**WHAT IS NEEDED:** In the listing below, locate the line containing "Target: wrought iron railing"; reproduce that line and all lines that follow it, unchanged.
——
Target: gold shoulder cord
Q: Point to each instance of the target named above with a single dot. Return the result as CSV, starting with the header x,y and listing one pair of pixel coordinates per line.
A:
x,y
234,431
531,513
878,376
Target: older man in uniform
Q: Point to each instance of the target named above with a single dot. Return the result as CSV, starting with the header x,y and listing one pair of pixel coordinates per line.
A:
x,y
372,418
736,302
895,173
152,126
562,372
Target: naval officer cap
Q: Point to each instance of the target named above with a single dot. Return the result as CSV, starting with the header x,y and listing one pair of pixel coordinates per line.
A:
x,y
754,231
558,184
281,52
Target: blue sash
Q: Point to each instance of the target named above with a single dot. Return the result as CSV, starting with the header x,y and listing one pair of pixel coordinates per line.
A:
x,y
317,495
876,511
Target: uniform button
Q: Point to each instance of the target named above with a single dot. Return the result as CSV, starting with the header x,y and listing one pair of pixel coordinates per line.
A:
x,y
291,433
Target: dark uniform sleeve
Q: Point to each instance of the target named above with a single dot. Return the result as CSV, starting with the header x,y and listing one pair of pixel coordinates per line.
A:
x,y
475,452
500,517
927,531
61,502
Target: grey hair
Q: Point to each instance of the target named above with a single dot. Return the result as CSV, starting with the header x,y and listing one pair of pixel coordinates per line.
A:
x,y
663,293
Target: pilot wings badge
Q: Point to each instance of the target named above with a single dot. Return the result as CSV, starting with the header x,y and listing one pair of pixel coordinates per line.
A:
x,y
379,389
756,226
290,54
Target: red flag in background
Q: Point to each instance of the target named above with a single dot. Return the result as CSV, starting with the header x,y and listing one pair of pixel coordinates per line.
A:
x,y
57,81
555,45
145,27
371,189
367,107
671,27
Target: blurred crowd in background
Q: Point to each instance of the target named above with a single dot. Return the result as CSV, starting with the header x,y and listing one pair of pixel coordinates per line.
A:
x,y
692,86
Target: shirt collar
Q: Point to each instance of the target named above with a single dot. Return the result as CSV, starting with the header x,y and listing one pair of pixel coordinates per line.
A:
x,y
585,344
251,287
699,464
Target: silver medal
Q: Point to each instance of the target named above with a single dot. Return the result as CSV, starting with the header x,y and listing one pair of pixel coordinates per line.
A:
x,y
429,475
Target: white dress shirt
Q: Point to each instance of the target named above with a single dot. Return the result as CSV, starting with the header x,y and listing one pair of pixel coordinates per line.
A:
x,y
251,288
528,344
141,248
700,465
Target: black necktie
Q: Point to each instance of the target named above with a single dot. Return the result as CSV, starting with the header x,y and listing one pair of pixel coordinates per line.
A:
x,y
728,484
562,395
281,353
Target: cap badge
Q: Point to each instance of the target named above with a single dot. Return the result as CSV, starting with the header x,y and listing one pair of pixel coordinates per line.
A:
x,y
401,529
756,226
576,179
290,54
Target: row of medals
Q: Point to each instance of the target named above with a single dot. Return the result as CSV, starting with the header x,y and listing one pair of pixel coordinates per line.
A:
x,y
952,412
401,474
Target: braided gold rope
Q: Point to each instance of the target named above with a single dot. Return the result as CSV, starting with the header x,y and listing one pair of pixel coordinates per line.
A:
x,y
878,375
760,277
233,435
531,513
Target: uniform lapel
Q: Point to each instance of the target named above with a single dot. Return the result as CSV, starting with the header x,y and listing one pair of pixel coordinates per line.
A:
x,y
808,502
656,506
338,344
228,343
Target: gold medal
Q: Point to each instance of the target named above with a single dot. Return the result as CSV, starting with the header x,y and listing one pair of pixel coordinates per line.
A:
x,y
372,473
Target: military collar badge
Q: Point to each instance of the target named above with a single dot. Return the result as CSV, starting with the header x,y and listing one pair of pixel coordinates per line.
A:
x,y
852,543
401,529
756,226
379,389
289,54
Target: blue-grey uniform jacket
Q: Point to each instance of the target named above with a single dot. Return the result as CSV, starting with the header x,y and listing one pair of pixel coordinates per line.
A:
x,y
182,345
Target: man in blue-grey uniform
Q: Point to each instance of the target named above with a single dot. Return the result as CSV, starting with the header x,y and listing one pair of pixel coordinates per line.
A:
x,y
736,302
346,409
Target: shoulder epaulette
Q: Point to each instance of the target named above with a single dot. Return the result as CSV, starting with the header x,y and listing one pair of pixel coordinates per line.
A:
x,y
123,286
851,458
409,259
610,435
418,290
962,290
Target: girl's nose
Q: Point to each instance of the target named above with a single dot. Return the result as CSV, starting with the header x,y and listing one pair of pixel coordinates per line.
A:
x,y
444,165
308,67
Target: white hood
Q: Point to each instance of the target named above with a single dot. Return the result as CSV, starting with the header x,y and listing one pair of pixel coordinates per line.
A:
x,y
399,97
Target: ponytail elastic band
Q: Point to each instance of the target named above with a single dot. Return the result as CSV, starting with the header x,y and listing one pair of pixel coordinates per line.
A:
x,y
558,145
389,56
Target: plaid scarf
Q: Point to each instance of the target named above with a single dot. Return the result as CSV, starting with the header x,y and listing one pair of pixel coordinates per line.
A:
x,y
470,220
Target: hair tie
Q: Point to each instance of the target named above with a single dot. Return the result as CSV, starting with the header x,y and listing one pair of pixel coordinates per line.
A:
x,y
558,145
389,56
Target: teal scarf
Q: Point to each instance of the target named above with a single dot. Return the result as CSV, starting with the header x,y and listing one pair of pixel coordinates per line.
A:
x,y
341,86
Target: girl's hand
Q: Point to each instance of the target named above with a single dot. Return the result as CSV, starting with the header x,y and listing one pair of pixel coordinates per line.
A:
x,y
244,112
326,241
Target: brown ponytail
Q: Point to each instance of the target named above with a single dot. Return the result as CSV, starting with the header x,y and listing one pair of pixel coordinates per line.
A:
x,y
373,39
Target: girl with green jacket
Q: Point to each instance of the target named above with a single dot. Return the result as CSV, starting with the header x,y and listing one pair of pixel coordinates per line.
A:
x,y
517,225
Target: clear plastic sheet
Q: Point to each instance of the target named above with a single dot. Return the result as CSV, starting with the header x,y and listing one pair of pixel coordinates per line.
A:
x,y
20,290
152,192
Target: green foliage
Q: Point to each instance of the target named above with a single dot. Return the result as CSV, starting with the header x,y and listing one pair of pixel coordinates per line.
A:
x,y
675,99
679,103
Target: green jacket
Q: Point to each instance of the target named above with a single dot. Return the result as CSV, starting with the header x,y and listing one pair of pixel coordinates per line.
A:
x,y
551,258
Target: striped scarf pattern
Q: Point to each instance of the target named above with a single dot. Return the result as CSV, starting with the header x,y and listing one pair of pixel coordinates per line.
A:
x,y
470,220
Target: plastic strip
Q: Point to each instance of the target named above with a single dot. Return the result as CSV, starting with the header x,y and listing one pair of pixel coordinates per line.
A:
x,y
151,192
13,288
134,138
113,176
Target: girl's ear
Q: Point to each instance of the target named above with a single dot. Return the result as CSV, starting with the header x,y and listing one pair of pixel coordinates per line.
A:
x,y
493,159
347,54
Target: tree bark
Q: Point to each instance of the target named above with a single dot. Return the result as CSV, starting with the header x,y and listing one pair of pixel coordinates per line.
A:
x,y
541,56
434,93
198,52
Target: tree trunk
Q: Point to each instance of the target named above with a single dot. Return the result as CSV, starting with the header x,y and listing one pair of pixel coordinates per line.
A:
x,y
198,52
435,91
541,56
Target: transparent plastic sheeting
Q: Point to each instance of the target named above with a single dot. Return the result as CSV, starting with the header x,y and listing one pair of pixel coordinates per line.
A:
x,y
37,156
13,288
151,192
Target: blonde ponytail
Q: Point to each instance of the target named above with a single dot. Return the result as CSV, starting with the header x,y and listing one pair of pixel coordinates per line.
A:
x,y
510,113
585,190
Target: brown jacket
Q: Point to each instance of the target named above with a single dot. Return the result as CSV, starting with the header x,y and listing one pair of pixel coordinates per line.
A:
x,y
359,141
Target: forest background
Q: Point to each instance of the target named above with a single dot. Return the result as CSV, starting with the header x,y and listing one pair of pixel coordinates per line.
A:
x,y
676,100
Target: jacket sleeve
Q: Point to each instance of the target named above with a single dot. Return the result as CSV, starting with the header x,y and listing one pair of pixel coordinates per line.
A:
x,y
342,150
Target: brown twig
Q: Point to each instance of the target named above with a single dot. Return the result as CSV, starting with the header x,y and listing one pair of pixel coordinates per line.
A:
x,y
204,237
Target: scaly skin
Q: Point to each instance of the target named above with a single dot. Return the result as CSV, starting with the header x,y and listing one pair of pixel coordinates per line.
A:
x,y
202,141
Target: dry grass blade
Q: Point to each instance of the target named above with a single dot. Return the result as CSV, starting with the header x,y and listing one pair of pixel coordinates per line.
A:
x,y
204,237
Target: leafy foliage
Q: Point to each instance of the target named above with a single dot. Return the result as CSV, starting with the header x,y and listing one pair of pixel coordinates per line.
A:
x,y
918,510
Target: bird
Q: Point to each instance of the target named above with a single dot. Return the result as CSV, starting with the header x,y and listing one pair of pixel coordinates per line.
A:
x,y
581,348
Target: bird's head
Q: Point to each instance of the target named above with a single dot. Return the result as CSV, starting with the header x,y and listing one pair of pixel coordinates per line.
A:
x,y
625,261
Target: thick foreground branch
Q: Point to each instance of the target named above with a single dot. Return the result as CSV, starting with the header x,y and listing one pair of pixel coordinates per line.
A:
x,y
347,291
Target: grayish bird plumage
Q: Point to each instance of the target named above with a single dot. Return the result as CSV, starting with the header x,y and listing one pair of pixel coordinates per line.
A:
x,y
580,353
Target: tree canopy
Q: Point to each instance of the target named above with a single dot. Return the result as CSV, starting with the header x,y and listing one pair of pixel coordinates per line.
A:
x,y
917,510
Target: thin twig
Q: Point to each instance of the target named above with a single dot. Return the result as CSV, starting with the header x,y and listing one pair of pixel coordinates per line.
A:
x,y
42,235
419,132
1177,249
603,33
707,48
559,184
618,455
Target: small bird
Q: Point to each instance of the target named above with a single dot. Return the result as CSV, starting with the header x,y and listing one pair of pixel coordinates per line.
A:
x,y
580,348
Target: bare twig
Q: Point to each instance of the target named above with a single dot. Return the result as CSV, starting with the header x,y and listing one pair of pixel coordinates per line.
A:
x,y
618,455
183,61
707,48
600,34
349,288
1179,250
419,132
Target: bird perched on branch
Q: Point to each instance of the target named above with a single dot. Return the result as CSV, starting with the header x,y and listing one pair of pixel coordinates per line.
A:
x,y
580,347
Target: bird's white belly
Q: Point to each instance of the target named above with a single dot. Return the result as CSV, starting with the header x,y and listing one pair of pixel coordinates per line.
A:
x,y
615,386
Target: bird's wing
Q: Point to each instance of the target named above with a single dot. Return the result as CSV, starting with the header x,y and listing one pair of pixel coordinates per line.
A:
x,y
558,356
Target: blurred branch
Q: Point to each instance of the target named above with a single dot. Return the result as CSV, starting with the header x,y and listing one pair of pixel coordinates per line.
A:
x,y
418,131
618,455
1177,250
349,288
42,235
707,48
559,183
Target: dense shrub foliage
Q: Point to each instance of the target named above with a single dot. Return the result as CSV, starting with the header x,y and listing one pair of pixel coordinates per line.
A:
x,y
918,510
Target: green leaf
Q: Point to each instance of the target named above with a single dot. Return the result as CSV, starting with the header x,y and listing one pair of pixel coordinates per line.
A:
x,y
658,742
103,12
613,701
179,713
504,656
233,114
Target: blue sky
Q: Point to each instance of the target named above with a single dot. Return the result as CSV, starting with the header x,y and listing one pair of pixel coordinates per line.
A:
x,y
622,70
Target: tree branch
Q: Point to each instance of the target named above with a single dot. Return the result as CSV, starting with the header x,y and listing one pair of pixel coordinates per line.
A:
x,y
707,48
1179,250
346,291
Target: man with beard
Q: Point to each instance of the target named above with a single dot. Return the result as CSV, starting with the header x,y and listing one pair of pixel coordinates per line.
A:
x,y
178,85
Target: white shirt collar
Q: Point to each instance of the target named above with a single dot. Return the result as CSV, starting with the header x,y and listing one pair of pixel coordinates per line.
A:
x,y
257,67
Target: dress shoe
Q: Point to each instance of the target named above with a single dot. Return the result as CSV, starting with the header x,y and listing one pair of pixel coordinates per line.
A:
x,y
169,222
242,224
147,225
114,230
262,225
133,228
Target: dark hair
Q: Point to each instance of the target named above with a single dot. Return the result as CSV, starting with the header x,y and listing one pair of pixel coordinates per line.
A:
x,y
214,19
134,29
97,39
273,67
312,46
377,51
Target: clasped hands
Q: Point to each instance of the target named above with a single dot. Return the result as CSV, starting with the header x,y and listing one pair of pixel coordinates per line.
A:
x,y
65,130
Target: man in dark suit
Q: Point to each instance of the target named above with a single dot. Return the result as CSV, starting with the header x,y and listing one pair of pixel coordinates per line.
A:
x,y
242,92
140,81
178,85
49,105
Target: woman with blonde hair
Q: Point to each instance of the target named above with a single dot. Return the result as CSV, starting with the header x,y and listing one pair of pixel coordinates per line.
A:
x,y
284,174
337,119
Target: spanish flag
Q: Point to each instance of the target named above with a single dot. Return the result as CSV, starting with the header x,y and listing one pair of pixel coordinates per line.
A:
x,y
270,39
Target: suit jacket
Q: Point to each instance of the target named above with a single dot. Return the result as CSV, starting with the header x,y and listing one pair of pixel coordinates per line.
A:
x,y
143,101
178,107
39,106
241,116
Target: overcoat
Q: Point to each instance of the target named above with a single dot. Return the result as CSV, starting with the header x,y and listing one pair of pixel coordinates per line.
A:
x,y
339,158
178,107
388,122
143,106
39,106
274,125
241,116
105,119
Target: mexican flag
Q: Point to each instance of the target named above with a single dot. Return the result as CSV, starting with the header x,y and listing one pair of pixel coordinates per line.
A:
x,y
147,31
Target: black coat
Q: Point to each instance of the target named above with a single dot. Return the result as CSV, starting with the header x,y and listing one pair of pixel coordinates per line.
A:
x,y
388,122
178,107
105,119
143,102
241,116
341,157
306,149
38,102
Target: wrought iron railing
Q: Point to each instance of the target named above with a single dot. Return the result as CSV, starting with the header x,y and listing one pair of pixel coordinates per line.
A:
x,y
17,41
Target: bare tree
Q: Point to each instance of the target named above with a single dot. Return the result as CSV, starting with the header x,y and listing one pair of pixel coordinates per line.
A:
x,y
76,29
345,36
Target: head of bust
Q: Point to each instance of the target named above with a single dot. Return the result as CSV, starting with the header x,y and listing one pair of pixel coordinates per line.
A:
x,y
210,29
——
**REPLY TO THE TASK:**
Target: wrought iron railing
Q: Point to each instance of the target named above with a single dot. Return the result as CSV, starting with the header x,y and listing one pair of pixel coordinates per line.
A:
x,y
17,41
Target: bare tree
Q: Point to each instance of the target named above with a single dot. Return the result as CSV, starting with the header x,y and listing one pair of pixel coordinates per line.
A:
x,y
76,29
345,36
Target: head of bust
Q: Point to each instance of the target named above with a single dot. Return the result as CSV, starting with the header x,y and listing one pair of pixel coordinates per line.
A:
x,y
210,29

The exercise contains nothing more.